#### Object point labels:
※
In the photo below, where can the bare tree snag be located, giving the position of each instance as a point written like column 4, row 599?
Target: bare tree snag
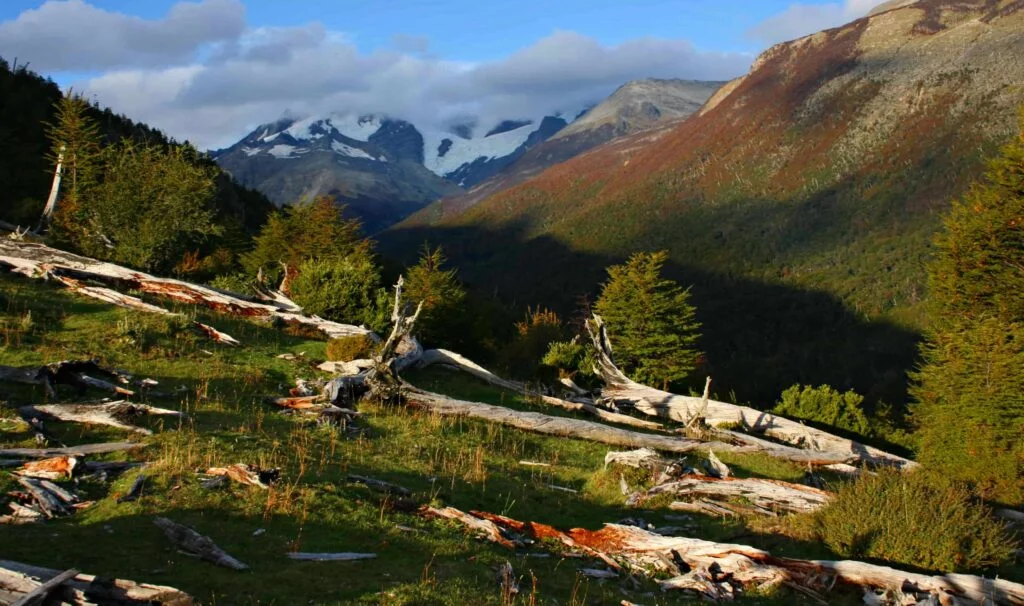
column 443, row 356
column 81, row 589
column 39, row 261
column 382, row 380
column 832, row 448
column 109, row 414
column 80, row 450
column 188, row 540
column 559, row 426
column 742, row 566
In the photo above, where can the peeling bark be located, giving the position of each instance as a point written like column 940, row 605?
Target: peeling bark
column 20, row 578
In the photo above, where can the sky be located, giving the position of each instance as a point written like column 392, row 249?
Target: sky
column 210, row 71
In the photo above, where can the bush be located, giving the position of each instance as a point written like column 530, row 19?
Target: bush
column 345, row 349
column 825, row 405
column 344, row 290
column 919, row 519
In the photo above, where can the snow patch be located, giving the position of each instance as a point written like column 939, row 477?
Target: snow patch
column 344, row 149
column 283, row 152
column 356, row 127
column 466, row 150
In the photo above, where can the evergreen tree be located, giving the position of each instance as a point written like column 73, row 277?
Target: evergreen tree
column 152, row 207
column 440, row 293
column 970, row 390
column 313, row 230
column 75, row 143
column 650, row 321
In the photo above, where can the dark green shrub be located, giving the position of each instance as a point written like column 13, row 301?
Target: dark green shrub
column 918, row 519
column 345, row 349
column 825, row 405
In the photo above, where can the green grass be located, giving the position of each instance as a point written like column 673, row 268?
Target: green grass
column 469, row 465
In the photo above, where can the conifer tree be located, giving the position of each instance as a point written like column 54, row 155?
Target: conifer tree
column 440, row 293
column 75, row 146
column 970, row 390
column 650, row 321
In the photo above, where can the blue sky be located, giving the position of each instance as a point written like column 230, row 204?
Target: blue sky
column 210, row 70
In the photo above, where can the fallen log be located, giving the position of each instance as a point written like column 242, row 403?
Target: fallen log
column 559, row 426
column 380, row 485
column 193, row 543
column 443, row 356
column 769, row 494
column 80, row 450
column 339, row 557
column 655, row 402
column 743, row 566
column 99, row 414
column 129, row 302
column 39, row 261
column 54, row 468
column 20, row 579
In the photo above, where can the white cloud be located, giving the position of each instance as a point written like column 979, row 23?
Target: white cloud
column 73, row 35
column 800, row 19
column 250, row 76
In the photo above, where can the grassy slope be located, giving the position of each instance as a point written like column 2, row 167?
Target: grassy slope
column 465, row 464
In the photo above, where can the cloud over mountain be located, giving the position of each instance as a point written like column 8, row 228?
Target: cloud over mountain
column 200, row 73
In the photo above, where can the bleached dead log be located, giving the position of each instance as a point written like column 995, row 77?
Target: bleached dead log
column 19, row 579
column 246, row 475
column 129, row 302
column 339, row 557
column 398, row 351
column 36, row 260
column 80, row 450
column 655, row 402
column 443, row 356
column 770, row 494
column 109, row 414
column 188, row 540
column 379, row 485
column 740, row 565
column 559, row 426
column 54, row 468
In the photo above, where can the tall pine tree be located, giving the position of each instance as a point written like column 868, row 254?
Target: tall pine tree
column 650, row 321
column 970, row 391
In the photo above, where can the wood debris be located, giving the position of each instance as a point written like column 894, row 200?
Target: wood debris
column 247, row 475
column 110, row 414
column 18, row 580
column 711, row 564
column 336, row 557
column 827, row 448
column 195, row 544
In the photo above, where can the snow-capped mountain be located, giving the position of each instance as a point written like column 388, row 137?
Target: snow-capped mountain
column 382, row 168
※
#### Exercise instructions:
Copy out every line of the records above, word for word, but omit the pictures.

#### Result of the exercise:
In the photo below, where can the bare tree snag be located, giving the position of each instance as a point written like column 4, row 599?
Target: bare tree snag
column 443, row 356
column 81, row 589
column 39, row 261
column 382, row 380
column 832, row 448
column 109, row 414
column 80, row 450
column 188, row 540
column 559, row 426
column 742, row 566
In the photo above, where can the peeling bark be located, giving the position of each instance as a point written like column 940, row 605?
Target: peeling bark
column 20, row 578
In the photo above, where can the sky be located, giving the position of each instance as a point written like column 392, row 249?
Target: sky
column 210, row 71
In the photo above, where can the bush be located, giving the position of each instance as a point written like column 530, row 19?
Target: bush
column 345, row 349
column 825, row 405
column 344, row 290
column 919, row 519
In the photo above, where can the snow patch be located, giving the position of each instance as a point written like column 939, row 477?
Target: snow patch
column 344, row 149
column 283, row 152
column 356, row 127
column 466, row 150
In the photo above, where can the evergreen tree be located, giving the position of each instance as a point written like column 73, row 277?
Target: evergreen tree
column 152, row 207
column 440, row 293
column 970, row 390
column 313, row 230
column 75, row 143
column 650, row 321
In the photo above, where can the dark green shrub be located, giving the position of each instance as a point written like column 13, row 301?
Target: dark green shrub
column 918, row 519
column 345, row 349
column 825, row 405
In the photo above, where can the green grass be located, giving the position of each instance as a point written like column 673, row 268?
Target: green grass
column 469, row 465
In the photo above, where can the conifer tree be located, giving the position of each instance as a point written like column 54, row 155?
Target: conifer tree
column 440, row 293
column 75, row 146
column 970, row 390
column 650, row 321
In the photo above, where can the blue sky be located, giving the position of each instance as a point written like column 230, row 204?
Target: blue sky
column 210, row 70
In the photo above, where can the fallen log be located, giving the position of each instance as a point written like column 242, row 403?
Target: fallen log
column 559, row 426
column 380, row 485
column 193, row 543
column 443, row 356
column 769, row 494
column 80, row 450
column 339, row 557
column 655, row 402
column 743, row 566
column 99, row 414
column 129, row 302
column 39, row 261
column 54, row 468
column 20, row 579
In the photo above, where can the white cloud be located, giving the position of each instance as a point written like column 979, row 23?
Target: white cloud
column 73, row 35
column 800, row 19
column 250, row 76
In the photo above, where can the grassy slope be located, giving the position of each instance as a point written like column 2, row 167?
Target: grassy slope
column 465, row 464
In the photo above, where can the cloud over mountain be located, giving the position of each instance as a point written like column 8, row 228?
Target: cloud over mountain
column 200, row 73
In the photo above, where can the bleached dead log be located, giving the position of each instance as a point written like column 995, row 77?
Target: bleached dead log
column 19, row 579
column 246, row 475
column 129, row 302
column 339, row 557
column 398, row 351
column 36, row 260
column 80, row 450
column 655, row 402
column 443, row 356
column 770, row 494
column 109, row 414
column 188, row 540
column 379, row 485
column 740, row 565
column 559, row 426
column 54, row 468
In the photo above, where can the tall pine tree be located, giving the position of each instance as a point written like column 868, row 254?
Target: tall pine tree
column 650, row 321
column 970, row 391
In the photo above, where can the wood debris be located, giving the position of each instance as a point written like column 894, row 200?
Target: wood debris
column 247, row 475
column 110, row 414
column 18, row 580
column 711, row 564
column 336, row 557
column 827, row 448
column 195, row 544
In the photo above, where can the snow-capped mountain be located, giving the position of each instance as a point written like column 388, row 137?
Target: snow-capped mountain
column 382, row 168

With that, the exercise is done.